Data items:

# # #

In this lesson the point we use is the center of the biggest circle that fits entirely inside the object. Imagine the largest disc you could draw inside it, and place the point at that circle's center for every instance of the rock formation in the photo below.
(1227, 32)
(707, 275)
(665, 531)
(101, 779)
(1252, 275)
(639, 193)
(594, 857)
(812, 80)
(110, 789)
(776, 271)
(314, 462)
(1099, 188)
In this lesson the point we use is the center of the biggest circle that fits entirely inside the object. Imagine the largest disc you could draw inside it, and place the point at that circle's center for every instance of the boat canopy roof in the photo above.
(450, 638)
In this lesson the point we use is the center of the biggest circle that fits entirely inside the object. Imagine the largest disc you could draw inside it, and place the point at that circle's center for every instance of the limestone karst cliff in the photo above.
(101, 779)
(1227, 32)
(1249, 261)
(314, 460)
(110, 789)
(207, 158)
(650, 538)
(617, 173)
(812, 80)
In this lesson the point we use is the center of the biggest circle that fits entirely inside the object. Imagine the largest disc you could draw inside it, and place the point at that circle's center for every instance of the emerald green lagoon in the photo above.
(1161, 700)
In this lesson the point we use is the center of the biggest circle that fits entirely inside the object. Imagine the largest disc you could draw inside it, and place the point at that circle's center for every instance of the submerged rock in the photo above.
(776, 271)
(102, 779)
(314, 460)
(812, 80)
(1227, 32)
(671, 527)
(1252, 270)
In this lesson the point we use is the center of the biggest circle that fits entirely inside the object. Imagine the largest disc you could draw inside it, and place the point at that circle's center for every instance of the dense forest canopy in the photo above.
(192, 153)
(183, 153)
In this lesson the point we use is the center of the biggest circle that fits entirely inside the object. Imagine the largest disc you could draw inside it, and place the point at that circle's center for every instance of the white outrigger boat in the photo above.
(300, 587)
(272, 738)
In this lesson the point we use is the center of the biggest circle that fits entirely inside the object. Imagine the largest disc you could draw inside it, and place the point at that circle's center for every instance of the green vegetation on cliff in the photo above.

# # #

**What the exercise asks**
Line by line, retype all the entries exactly as they are shown.

**Result of the task**
In this lesson the point we use is the center of the biggest circle that fits entirely inside the object. Imagine the largest disc you could draw inside it, and place the point at that circle's center for every instance of the rock formation in the photo below.
(1227, 32)
(707, 275)
(665, 531)
(101, 779)
(1252, 275)
(639, 193)
(594, 857)
(812, 80)
(110, 789)
(776, 271)
(314, 462)
(1099, 188)
In this lesson the point we use is the center of the biggest circle that fits entirely inside the object. Imagine the largest disc you could draw inside it, and place the point at that circle's center for every instance of the boat canopy roof in the photo above.
(450, 638)
In this lesson the point we use is the center of the biggest circle that fits entirely inside the object. Imagine the largest disc you could draw inside it, and place the point at that circle's center for every instance of the limestone karst cliff in the photo above.
(101, 779)
(1227, 32)
(1249, 261)
(314, 460)
(110, 789)
(207, 158)
(650, 538)
(617, 173)
(812, 80)
In this lesson the point we use is the center of the biggest circle that fits entirely inside the object. Imagine the largest disc you could draw inside it, and place the point at that circle's center for every instance of the emerald green lagoon in the photo above.
(1161, 700)
In this lesson the point we use is the center of the biggest circle that fits entirely inside the object. Imagine the largest disc you could draw inside it, and place the point at that circle's center for every instance of the submerged rock in the photo above.
(776, 271)
(102, 779)
(314, 460)
(812, 80)
(1227, 32)
(671, 527)
(1252, 270)
In this lesson the point we use is the center of the biggest circle that fits entirely inside the object. Imagine the largest disc you could draw inside it, and place the point at that circle's center for every instance of the dense forest canopy in the photo above.
(192, 153)
(183, 153)
In this lesson the point we use is the center of the biggest circle that fits entirely inside the object. Imagine the largest disc you could draw inside it, and place the point at that circle's center for every instance of the white outrigger boat in the photo above.
(300, 587)
(272, 738)
In this lesson the point we use is the center of the biggest circle that fits entirely inside the object. Imagine the largest disc you could draw inside it, and place the point at that circle's center for every instance of the green vegetation on cliff in the photo above.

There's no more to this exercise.